* BEGIN Records for this task *
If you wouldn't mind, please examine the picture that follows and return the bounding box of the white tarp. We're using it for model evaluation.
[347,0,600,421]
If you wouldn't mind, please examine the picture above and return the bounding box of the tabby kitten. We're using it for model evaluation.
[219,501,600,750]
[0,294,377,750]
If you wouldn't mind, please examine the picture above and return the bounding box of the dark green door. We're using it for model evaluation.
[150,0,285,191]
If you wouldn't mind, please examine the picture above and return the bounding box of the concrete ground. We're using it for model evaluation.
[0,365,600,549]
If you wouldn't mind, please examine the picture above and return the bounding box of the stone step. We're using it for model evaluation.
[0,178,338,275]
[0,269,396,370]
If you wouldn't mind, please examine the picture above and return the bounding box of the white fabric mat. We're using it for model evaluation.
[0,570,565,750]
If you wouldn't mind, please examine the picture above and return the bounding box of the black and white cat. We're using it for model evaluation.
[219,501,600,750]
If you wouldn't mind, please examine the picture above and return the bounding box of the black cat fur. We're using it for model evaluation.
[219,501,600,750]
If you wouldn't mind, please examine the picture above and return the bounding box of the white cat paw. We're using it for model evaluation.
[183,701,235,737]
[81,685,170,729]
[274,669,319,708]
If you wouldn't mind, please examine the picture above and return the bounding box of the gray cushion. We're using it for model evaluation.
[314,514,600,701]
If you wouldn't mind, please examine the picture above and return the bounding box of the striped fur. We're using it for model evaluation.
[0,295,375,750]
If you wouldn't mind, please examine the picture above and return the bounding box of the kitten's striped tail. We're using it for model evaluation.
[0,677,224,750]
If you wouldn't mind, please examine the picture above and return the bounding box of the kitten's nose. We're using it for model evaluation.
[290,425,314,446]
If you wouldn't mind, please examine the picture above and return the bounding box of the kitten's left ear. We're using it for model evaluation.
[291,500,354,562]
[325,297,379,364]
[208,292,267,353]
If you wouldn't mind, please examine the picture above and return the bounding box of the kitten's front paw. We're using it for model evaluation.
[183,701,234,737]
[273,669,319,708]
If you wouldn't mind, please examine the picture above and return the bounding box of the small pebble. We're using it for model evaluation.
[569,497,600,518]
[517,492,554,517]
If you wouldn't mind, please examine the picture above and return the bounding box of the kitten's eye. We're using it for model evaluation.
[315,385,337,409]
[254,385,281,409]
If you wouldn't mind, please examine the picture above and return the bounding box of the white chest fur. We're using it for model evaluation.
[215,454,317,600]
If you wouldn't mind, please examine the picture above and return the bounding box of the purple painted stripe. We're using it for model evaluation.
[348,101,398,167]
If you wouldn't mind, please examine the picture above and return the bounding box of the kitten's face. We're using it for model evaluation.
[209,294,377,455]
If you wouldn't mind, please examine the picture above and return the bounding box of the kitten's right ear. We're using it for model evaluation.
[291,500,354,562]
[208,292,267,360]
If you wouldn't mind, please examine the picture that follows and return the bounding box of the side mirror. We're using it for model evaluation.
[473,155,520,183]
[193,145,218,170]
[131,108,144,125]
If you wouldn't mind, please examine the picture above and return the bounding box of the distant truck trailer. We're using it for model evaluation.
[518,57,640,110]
* END Records for this task *
Please copy all of the material above word for word, from its first line through its last.

If you wouldn't mind, please examine the picture that follows and return the bounding box of the white tarp. We're using it for model evaluation.
[347,0,600,421]
If you wouldn't mind, please examine the picture above and return the bounding box of the tabby kitten. We're using it for model evaluation.
[219,501,600,750]
[0,294,377,750]
If you wouldn't mind, please examine the picture above and return the bounding box of the dark green door. We're using it for model evaluation.
[150,0,285,191]
If you wouldn't mind, please examine the picture above and return the bounding box of the concrete ground. We're using it for model evaluation.
[0,365,600,549]
If you wouldn't mind, please examine the picture above and return the bounding box of the stone step. We're using it for model evaluation.
[0,178,338,275]
[0,269,396,370]
If you wouldn't mind, please examine the picture above and return the bounding box of the white fabric mat. We're using it for model evaluation.
[0,570,565,750]
If you wouldn't mind, please examine the picture above and return the bounding box of the black and white cat. We're using it for model evaluation.
[219,501,600,750]
If you wouldn't mind, please examine the picture above and return the bounding box of the black cat fur. We're using it for model evaluation.
[219,501,600,750]
If you wouldn't mind, please examine the picture above and return the bounding box of the white cat paw. We're using it for model evaluation.
[183,701,235,737]
[81,685,170,729]
[274,669,319,708]
If you wouldn't mind, please examine the picture above and return the bounding box of the gray cushion. We're using it for model evaluation.
[314,514,600,701]
If you wouldn't mind, please examine the picture above and return the bounding box of the striped fur. We're using it for model evaluation.
[0,295,375,750]
If you wouldn't mind, please examine the picture above and return the bounding box of the kitten's striped tail. We're using it for model evaluation.
[0,677,224,750]
If you wouldn't mind, please examine the picture above and return the bounding box of the kitten's nose. We're using it for model evaluation.
[290,425,314,446]
If you wouldn't mind, please examine the picture above and return the bounding box of the kitten's left ear. We're using it for model evaluation.
[291,500,354,562]
[325,297,379,364]
[208,292,267,353]
If you wouldn't mind, please examine the picture above and return the bounding box of the kitten's front paw. We're using it for model evaluation.
[183,701,234,737]
[273,669,319,708]
If you wouldn't mind, please examine the picture above and return the bounding box of the small pebble. We're using it for model evaluation.
[569,497,600,518]
[517,492,554,517]
If you wouldn't mind, please examine the picture above and return the bounding box of the kitten's eye. We're using it for model evaluation.
[315,385,337,409]
[254,385,281,409]
If you wouldn't mind, please examine the picture above and return the bounding box of the white chest fur. We're using it for model evaluation.
[215,454,317,600]
If you wouldn't mind, please examine the picture above and return the bounding box of the purple painted stripe. We're using it for model evaluation.
[348,101,398,167]
If you wouldn't mind, please examine the picture above and return the bounding box of the kitten's face. We're using it for model evaluation.
[209,294,377,455]
If you wouldn't mind, please examine the picture above and return the bounding box of the kitten's right ear. We're using it for model evaluation.
[291,500,354,562]
[208,292,267,360]
If you wouldn't mind, please examine the picture that follows and return the bounding box of the side mirror. We're using it for model evaluation.
[473,155,520,183]
[193,145,218,170]
[131,108,144,125]
If you wouldn't mind, please examine the picture above and return the bounding box of the distant truck trailer. We're using it for model evaluation.
[518,57,640,110]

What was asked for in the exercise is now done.